Stored records:
┌────────

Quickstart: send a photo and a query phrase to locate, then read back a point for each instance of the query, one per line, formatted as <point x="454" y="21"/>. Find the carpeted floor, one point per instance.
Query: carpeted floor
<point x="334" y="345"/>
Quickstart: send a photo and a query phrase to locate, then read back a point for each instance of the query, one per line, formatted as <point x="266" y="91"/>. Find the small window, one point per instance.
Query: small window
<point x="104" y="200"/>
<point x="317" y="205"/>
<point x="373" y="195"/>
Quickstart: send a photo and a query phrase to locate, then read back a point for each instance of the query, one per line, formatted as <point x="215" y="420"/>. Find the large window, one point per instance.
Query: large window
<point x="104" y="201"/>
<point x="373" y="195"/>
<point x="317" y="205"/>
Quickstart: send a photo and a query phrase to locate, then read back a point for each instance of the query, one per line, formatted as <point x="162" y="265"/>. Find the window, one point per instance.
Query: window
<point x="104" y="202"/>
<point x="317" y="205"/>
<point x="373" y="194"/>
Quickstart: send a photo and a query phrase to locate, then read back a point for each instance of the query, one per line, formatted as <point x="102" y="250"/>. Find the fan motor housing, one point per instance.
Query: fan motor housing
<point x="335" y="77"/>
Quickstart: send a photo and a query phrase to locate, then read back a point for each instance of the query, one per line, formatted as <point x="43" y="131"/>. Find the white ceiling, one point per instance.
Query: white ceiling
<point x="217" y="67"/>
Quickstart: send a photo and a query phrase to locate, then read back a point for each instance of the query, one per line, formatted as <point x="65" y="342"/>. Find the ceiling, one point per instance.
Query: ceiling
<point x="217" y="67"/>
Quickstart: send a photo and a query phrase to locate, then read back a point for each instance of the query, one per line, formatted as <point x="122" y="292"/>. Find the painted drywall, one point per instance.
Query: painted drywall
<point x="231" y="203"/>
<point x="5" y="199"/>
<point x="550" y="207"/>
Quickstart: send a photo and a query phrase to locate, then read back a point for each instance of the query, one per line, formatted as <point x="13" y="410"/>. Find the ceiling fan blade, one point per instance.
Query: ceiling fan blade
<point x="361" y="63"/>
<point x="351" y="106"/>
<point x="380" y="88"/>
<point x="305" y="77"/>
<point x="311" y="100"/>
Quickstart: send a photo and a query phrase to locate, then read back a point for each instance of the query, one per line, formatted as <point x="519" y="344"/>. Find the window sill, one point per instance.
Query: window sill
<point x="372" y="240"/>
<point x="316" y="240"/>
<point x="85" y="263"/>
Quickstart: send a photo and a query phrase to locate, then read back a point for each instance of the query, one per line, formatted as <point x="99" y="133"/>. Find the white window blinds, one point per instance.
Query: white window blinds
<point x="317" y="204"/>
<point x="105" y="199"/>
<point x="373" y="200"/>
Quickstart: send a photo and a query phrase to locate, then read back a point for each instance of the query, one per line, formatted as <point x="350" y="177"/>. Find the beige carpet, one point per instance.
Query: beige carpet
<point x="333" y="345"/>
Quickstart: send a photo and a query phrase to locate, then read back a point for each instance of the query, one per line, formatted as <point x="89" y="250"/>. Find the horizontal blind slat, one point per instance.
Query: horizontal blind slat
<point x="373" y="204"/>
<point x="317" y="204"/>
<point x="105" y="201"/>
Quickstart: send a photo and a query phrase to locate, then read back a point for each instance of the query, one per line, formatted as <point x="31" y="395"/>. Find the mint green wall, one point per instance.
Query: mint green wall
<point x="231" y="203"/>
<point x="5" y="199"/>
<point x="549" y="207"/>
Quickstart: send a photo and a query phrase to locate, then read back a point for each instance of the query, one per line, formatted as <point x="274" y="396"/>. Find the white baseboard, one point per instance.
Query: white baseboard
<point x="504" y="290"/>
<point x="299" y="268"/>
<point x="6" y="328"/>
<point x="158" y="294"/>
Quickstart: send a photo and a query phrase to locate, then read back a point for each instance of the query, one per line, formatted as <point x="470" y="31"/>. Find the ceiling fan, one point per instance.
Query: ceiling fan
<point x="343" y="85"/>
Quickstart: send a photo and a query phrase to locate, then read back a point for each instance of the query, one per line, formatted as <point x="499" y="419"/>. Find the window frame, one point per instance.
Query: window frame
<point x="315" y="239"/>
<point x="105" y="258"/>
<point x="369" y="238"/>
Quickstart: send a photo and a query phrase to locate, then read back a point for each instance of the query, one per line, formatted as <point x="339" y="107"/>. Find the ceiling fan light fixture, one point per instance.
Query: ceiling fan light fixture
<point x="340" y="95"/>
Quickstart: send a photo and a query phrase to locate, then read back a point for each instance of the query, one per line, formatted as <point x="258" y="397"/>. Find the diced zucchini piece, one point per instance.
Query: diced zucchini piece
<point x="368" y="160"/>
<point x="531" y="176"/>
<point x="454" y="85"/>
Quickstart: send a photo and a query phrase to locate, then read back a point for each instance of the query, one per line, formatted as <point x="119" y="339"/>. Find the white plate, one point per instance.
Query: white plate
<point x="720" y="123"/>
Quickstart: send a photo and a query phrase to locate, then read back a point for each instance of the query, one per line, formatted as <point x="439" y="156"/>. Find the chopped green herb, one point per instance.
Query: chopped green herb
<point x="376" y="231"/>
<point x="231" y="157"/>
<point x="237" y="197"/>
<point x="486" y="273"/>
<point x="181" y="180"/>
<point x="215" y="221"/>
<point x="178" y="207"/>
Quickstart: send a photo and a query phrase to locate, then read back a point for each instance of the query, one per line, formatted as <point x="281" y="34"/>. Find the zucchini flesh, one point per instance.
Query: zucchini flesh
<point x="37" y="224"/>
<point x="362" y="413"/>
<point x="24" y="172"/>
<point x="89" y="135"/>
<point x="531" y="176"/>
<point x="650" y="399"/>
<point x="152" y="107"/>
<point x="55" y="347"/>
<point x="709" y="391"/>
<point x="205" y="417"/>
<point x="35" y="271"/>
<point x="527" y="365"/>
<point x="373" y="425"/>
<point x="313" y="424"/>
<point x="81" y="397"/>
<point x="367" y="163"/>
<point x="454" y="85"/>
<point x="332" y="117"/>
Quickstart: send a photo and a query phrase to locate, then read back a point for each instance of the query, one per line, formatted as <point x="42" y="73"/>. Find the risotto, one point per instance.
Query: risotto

└────────

**STATED PROBLEM:** Rewrite the data from the line containing "risotto, one point per instance." through the end of the data, inclusive, replacing each "instance" with "occurrence" and leaving everything else unchanged.

**EXERCISE SOLUTION:**
Quickstart: send a photo and a query phrase to locate, then read back a point for each occurrence of the query, one per line, formatted as <point x="42" y="73"/>. Find the risotto, one point per occurrence.
Query: risotto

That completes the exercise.